**EXERCISE REQUIREMENTS**
**A.** Answer these questions about the passage on influenza vaccination and mortality:
(i) What share of elderly US citizens were vaccinated in 1989, and what share in 1997?
(ii) What vaccination coverage among elderly citizens in the UK does the passage report?
(iii) Which body proposed requiring children aged 6 to 59 months to be vaccinated against influenza before entering pre-school or day-care programs?
**B.** Pick up the passage on influenza vaccination and mortality after its final sentence and keep writing in the same style.

**PASSAGE PROVIDED**
· · · · ·

While influenza prevention efforts have traditionally targeted vaccination of HCPs, the elderly and others particularly vulnerable to infection (e.g. pregnant women, those with chronic respiratory diseases), this strategy has not consistently decreased influenza-related mortality rates, and the most positive findings are open to dispute. Though ecological evidence previously suggested reductions in all-cause mortality up to 50 per cent amongst vaccinated elderly persons, this figure has been shown to be afflicted by bias and some now consider it inaccurate (Jackson et al., 2006a, 2006b). Researchers have shown that vaccination uptake amongst elderly citizens in the USA increased from 31 per cent in 1989 to 66 per cent in 1997; yet, all-cause influenza mortality outcomes increased during this time period, even correcting for population ageing and the sub-type of circulating viral strain (Simonsen et al., 2005). More recent trends from the the Centers for Disease Control and Prevention (CDC) in the USA continue to suggest an increase in influenza-related death rates over the past decade (CDC, 2010). This parallels stable or increasing mortality trends in Spain and Austria, where good data are also available (Kuo et al., 2011, López-Cuadrado et al., 2012). In the UK, modestly declining mortality rates have been reported in recent decades, despite consistently high vaccination uptake (70 per cent coverage) amongst elderly citizens (Matias et al., 2016).
While growing and aging populations may partly explain trends of stable or increased mortality, it is clear that the goals of influenza prevention strategies (e.g. to decrease serious morbidity and mortality from influenza) are not currently being achieved in many industrialized nations. In a blogpost published in the American Journal of Bioethics in February 2014, Arthur Caplan and Dorit Reiss briefly addressed the implications of a policy requiring children aged between 6 and 59 months to be vaccinated against influenza before entering pre-school or day-care programmes. This policy had been proposed by the Public Health Department of Rhode Island (Caplan and Reiss, 2014). Some of the present authors had previously published a commentary (reference removed for blind review) in which it was briefly argued that the most efficient strategy for decreasing influenza-related mortality might be mandatory vaccination of children.

· · · · ·

**RECORDS**
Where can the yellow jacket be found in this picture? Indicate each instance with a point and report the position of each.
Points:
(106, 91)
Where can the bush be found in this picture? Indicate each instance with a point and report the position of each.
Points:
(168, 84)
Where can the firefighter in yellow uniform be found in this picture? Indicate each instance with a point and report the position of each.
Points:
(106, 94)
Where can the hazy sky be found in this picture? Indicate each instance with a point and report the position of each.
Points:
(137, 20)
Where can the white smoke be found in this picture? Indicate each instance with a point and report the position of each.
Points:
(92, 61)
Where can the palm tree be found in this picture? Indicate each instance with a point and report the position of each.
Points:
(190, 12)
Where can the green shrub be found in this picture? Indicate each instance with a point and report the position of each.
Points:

· · · · ·

**PER-TASK ANSWERS**
**A.**
(i) 31 per cent in 1989 and 66 per cent in 1997.
(ii) 70 per cent coverage.
(iii) The Public Health Department of Rhode Island.

**B.**
In this article, we further strengthen our epidemiological and ethical arguments for vaccinating children against influenza, though here we will not argue specifically for mandatory vaccination—our arguments instead apply to all programmes for increasing vaccination rates. For example, they apply to programmes that seek to increase vaccination rates by requiring not that individuals actually undergo vaccination, but merely that they report their vaccination status (Dare, 1998). Our primary goal is to consider who should be the target of pro-vaccination strategies, regardless of what precise form those strategies take. We will do this by examining the benefits and burdens of vaccinating children compared to the elderly or HCPs.
Our argument proceeds in three steps. We first argue that vaccination strategies targeted at children are likely to be more effective at reducing overall influenza morbidity and mortality than comparable strategies targeting HCPs or the elderly. This conclusion creates a presumption, from a public health standpoint, in favour of supplementing or replacing existing strategies with child-focused strategies. We then weigh the potential moral costs of vaccination strategies targeting children by considering three possible ethical objections to child-focused strategies, arguing that none of these is decisive: the moral costs associated with child-focused strategies do not outweigh the public health benefits. Finally, we explore the practicalities of pro-vaccination strategies targeting children, concluding that increasing vaccination uptake could be cost-effective and facilitated annually through school-based ‘outreach’ vaccination programmes, such as the current programme in the UK.
Part 1—Effectiveness in Reducing Total Influenza Burden
In this section we evaluate and compare child-, HCP- and elderly focused vaccination strategies with respect to their effectiveness in reducing the total health costs (morbidity and mortality) of influenza and influenza vaccination. We will henceforth sometimes refer to these costs as the ‘total burden’ of influenza. We deploy the following desiderata to appraise a given pro-vaccination strategy in reducing this burden: (i) reduction in influenza-related morbidity and mortality among the vaccinated group, (ii) acceptable safety of the vaccine for the vaccinated group and (iii) reduction in influenza-related morbidity and mortality for others.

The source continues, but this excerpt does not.